» **SHORT PROBLEM**
Arrange everything from the line containing "Target: man's mouth" down through the last of the lines below, both ends included, as a Markdown table with two columns, Row and Line. Give each line a row number and leave out blank lines.

» **DATA EXCERPTS**
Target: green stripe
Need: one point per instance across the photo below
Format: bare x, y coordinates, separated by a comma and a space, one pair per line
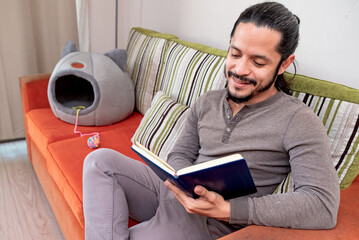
322, 88
353, 171
334, 117
327, 112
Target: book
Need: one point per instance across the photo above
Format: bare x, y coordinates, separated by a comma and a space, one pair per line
228, 176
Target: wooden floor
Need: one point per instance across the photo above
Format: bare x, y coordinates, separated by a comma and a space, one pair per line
24, 210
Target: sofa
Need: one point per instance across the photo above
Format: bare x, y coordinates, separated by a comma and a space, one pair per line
168, 75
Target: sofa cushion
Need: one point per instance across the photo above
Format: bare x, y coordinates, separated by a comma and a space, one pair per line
44, 128
65, 167
161, 125
338, 107
145, 52
190, 70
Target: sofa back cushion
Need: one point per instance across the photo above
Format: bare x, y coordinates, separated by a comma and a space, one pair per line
189, 70
161, 125
338, 107
145, 52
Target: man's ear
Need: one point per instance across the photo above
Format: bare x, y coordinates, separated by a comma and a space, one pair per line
286, 63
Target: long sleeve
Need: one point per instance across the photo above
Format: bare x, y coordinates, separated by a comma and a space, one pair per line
315, 200
275, 136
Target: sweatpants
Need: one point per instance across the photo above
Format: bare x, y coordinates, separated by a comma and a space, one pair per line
116, 187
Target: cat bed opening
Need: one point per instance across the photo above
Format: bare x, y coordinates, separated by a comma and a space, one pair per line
73, 91
95, 84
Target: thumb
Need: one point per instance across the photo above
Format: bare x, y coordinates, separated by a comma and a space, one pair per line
201, 191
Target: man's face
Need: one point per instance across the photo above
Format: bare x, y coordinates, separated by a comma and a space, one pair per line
252, 63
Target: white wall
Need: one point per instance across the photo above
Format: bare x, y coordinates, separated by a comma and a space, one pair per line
328, 47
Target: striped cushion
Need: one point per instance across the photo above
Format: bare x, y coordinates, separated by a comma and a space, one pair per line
191, 70
161, 125
145, 52
341, 119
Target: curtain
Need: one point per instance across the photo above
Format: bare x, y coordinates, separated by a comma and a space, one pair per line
83, 24
33, 33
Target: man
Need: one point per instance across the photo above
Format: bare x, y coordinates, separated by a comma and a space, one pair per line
274, 132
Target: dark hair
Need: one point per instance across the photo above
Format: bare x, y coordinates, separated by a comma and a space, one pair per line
277, 17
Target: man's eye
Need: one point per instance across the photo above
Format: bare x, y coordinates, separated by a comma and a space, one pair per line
258, 64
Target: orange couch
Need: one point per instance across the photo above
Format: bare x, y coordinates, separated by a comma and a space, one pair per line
57, 155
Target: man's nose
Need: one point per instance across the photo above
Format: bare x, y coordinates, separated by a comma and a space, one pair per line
243, 67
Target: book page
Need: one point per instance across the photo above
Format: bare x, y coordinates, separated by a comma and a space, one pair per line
154, 156
212, 163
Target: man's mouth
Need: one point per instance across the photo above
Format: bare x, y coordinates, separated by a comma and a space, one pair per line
241, 79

» **SOLUTION**
| Row | Line |
|---|---|
| 1 | Target: man's mouth |
| 2 | Need: one point per instance across the photo above |
| 3 | Format: bare x, y coordinates, separated by a comma and a space, one pair per line |
| 4 | 241, 79 |